▶ MATERIAL PROVIDED
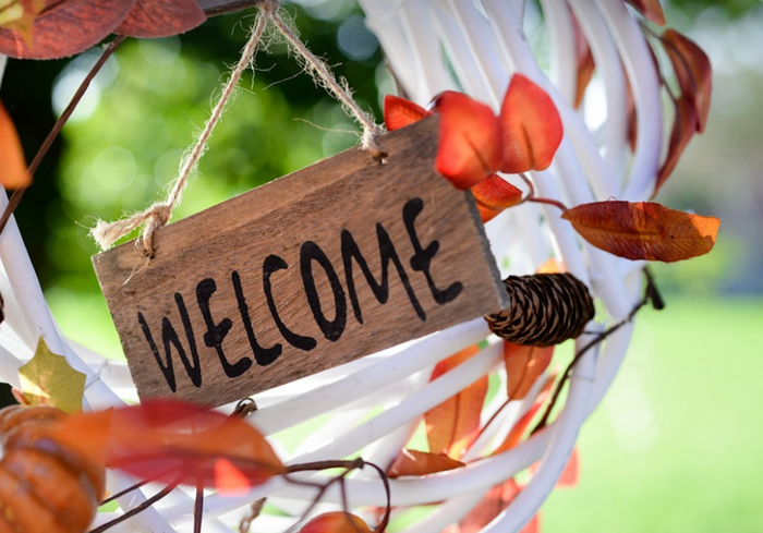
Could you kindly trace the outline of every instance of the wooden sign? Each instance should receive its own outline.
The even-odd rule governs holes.
[[[141,398],[219,405],[508,306],[437,119],[382,144],[161,228],[136,274],[134,242],[93,258]]]

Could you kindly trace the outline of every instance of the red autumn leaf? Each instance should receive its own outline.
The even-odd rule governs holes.
[[[546,379],[546,383],[543,384],[543,389],[541,390],[541,393],[537,395],[537,398],[535,398],[535,401],[533,402],[532,407],[517,421],[514,426],[504,439],[504,443],[501,443],[501,445],[498,448],[496,448],[493,455],[508,451],[519,444],[519,441],[524,436],[524,433],[528,431],[530,423],[537,414],[538,410],[543,407],[544,403],[546,403],[546,399],[548,398],[548,393],[550,392],[552,387],[554,386],[555,379],[556,376],[550,376],[548,379]]]
[[[572,448],[569,461],[565,470],[561,471],[559,481],[556,482],[557,488],[574,488],[580,481],[580,453],[578,447]]]
[[[45,0],[35,17],[32,44],[0,29],[0,53],[21,59],[58,59],[87,50],[109,35],[135,0]]]
[[[694,108],[697,131],[702,133],[707,123],[710,96],[713,90],[713,68],[702,48],[675,29],[666,29],[661,38],[676,70],[681,94]]]
[[[571,10],[570,14],[572,15],[574,27],[574,49],[578,60],[578,83],[574,92],[574,107],[578,108],[583,101],[585,88],[589,86],[589,83],[591,83],[596,63],[593,60],[593,53],[591,52],[589,41],[583,34],[583,28],[580,27],[580,23],[574,14],[571,13]]]
[[[355,514],[334,511],[318,514],[304,524],[300,533],[371,533],[371,529]]]
[[[633,8],[638,9],[647,21],[652,21],[661,26],[665,25],[665,13],[659,0],[628,0]]]
[[[594,202],[561,218],[586,241],[629,259],[671,263],[713,249],[720,220],[668,209],[654,202]]]
[[[652,197],[657,195],[659,189],[670,177],[683,150],[689,144],[689,141],[691,141],[691,137],[693,137],[694,133],[698,131],[697,124],[699,119],[694,112],[694,106],[686,97],[676,100],[674,104],[676,106],[676,112],[673,119],[670,143],[668,144],[668,152],[663,161],[663,166],[659,167],[659,172],[657,172],[657,181],[654,184]]]
[[[436,379],[479,353],[476,346],[440,361],[432,373]],[[458,372],[458,371],[456,371]],[[453,397],[424,413],[429,451],[460,459],[480,432],[480,417],[487,396],[487,376],[483,376]]]
[[[283,472],[243,420],[171,400],[72,415],[53,435],[95,461],[164,483],[238,492]]]
[[[494,486],[458,525],[451,525],[443,533],[479,533],[500,514],[518,494],[519,486],[513,480]]]
[[[480,209],[483,223],[492,220],[504,209],[513,207],[522,201],[522,191],[498,174],[488,175],[474,185],[471,191]]]
[[[433,100],[440,116],[435,169],[465,191],[496,172],[502,161],[498,118],[484,104],[446,90]]]
[[[19,134],[0,102],[0,184],[5,189],[19,189],[27,186],[31,181]]]
[[[509,399],[521,400],[543,375],[554,356],[554,347],[536,348],[504,342],[507,392]]]
[[[138,38],[169,37],[187,32],[206,20],[196,0],[137,0],[113,32]]]
[[[561,143],[559,112],[541,87],[514,74],[500,109],[504,166],[507,173],[545,170]]]
[[[429,453],[411,449],[400,450],[395,462],[387,471],[390,479],[401,475],[427,475],[446,470],[455,470],[465,467],[461,461],[450,459],[443,453]]]
[[[384,97],[384,123],[390,132],[413,124],[429,114],[432,111],[405,98],[392,95]]]
[[[7,0],[0,7],[0,28],[14,31],[29,45],[35,19],[43,8],[45,0]]]

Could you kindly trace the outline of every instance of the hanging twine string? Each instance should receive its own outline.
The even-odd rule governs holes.
[[[325,61],[318,59],[305,46],[294,31],[281,19],[278,10],[270,13],[270,19],[278,31],[286,37],[294,52],[304,62],[305,70],[313,73],[313,77],[326,90],[331,94],[348,114],[351,114],[363,126],[363,136],[361,137],[361,147],[367,150],[374,159],[384,162],[387,154],[376,143],[377,135],[384,133],[382,126],[376,124],[374,119],[363,111],[358,102],[352,98],[347,81],[337,82],[334,73],[329,70]]]
[[[211,116],[207,123],[204,125],[204,130],[196,140],[191,152],[180,162],[180,171],[178,177],[169,186],[169,194],[164,202],[157,202],[152,205],[146,210],[136,213],[130,218],[123,220],[117,220],[114,222],[106,222],[104,220],[98,220],[96,227],[90,230],[90,235],[95,239],[96,243],[101,250],[107,250],[114,242],[120,240],[122,237],[126,235],[134,229],[143,226],[143,231],[138,239],[137,244],[143,246],[143,252],[146,257],[154,257],[156,251],[154,250],[154,232],[165,226],[172,215],[172,209],[180,204],[183,192],[189,184],[189,177],[195,170],[198,165],[198,160],[202,158],[206,152],[207,141],[211,136],[211,132],[215,126],[220,121],[222,117],[222,111],[230,101],[231,97],[235,93],[235,87],[238,86],[241,75],[244,70],[249,66],[254,56],[259,39],[263,37],[265,27],[267,26],[268,17],[263,12],[257,19],[252,36],[249,43],[244,47],[241,56],[241,60],[235,65],[231,72],[228,83],[226,83],[222,93],[220,94],[215,108],[211,111]]]
[[[278,0],[263,0],[259,4],[259,16],[252,31],[252,36],[242,51],[241,59],[231,72],[230,78],[226,83],[220,97],[213,109],[209,120],[204,125],[204,130],[198,135],[193,147],[186,152],[183,157],[178,177],[169,185],[169,193],[164,202],[157,202],[147,209],[136,213],[135,215],[123,220],[114,222],[106,222],[98,220],[95,228],[90,230],[90,235],[101,250],[109,249],[113,243],[126,235],[131,231],[143,227],[136,245],[143,247],[143,253],[146,259],[150,259],[156,255],[154,249],[154,232],[165,226],[174,209],[182,201],[183,192],[185,191],[189,178],[198,166],[198,161],[206,152],[207,142],[211,136],[215,126],[222,118],[231,98],[235,94],[235,88],[241,75],[246,68],[252,63],[254,52],[256,51],[259,41],[262,40],[265,28],[268,22],[272,22],[278,31],[286,37],[291,47],[295,50],[299,58],[304,61],[306,70],[312,71],[316,82],[324,86],[337,100],[342,104],[342,108],[354,116],[354,118],[363,126],[363,136],[361,138],[361,147],[367,150],[375,159],[384,162],[387,154],[384,153],[377,145],[375,138],[383,133],[383,129],[377,125],[374,120],[365,113],[358,102],[352,98],[350,90],[347,88],[347,83],[338,83],[331,71],[325,62],[315,57],[313,52],[300,40],[296,34],[280,16]],[[147,266],[147,263],[138,265],[136,271],[142,270]],[[135,272],[133,272],[135,274]]]

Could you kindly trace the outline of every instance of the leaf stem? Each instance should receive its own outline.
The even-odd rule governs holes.
[[[528,178],[528,174],[525,174],[524,172],[520,172],[519,177],[522,179],[524,184],[528,185],[528,195],[524,198],[522,198],[520,204],[524,204],[525,202],[534,202],[536,204],[553,205],[553,206],[561,209],[561,213],[565,213],[567,210],[567,206],[559,201],[552,199],[552,198],[536,197],[535,196],[535,185],[533,185],[533,182],[530,180],[530,178]]]
[[[124,39],[126,39],[126,36],[120,35],[108,45],[104,45],[104,51],[100,54],[100,58],[98,58],[96,64],[93,65],[90,71],[82,81],[82,84],[80,84],[80,87],[76,89],[76,93],[74,93],[74,96],[72,96],[72,99],[66,106],[66,109],[64,109],[61,116],[58,118],[58,120],[53,124],[53,128],[50,130],[50,133],[48,133],[48,136],[43,142],[43,145],[37,150],[35,158],[29,163],[29,177],[33,177],[39,168],[43,158],[45,158],[45,156],[48,154],[48,150],[52,146],[53,141],[56,141],[56,137],[58,137],[58,134],[61,132],[64,124],[69,121],[69,118],[74,112],[74,109],[76,109],[77,105],[80,104],[80,100],[82,100],[82,97],[85,95],[85,92],[90,86],[90,82],[93,82],[100,69],[104,66],[104,64],[106,64],[106,61],[108,61],[108,59],[113,54],[113,52],[117,51],[117,49],[124,41]],[[2,234],[2,231],[5,229],[5,225],[11,218],[11,215],[13,215],[13,211],[16,209],[16,207],[19,207],[21,199],[24,197],[26,189],[27,187],[24,186],[13,191],[13,194],[11,195],[8,205],[5,206],[5,210],[3,211],[2,217],[0,217],[0,234]]]

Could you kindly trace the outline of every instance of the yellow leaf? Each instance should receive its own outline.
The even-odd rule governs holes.
[[[45,0],[0,0],[0,28],[13,29],[32,47],[35,20]]]
[[[21,391],[31,405],[52,405],[73,413],[82,409],[85,375],[50,351],[43,337],[28,363],[19,368]]]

▶ WRITTEN INSTRUCTION
Give the stretch from the line containing "of the yellow" through the end of the entries as a JSON list of strings, one per line, with blank lines omitted.

▶ RIGHT ANSWER
[
  "Could you kindly trace the outline of every instance of the yellow leaf? Each instance should receive its own outline.",
  "The even-odd rule governs holes.",
  "[[[45,0],[0,0],[0,28],[13,29],[32,47],[35,20]]]",
  "[[[21,391],[31,405],[52,405],[73,413],[82,409],[85,375],[50,351],[43,337],[28,363],[19,368]]]"
]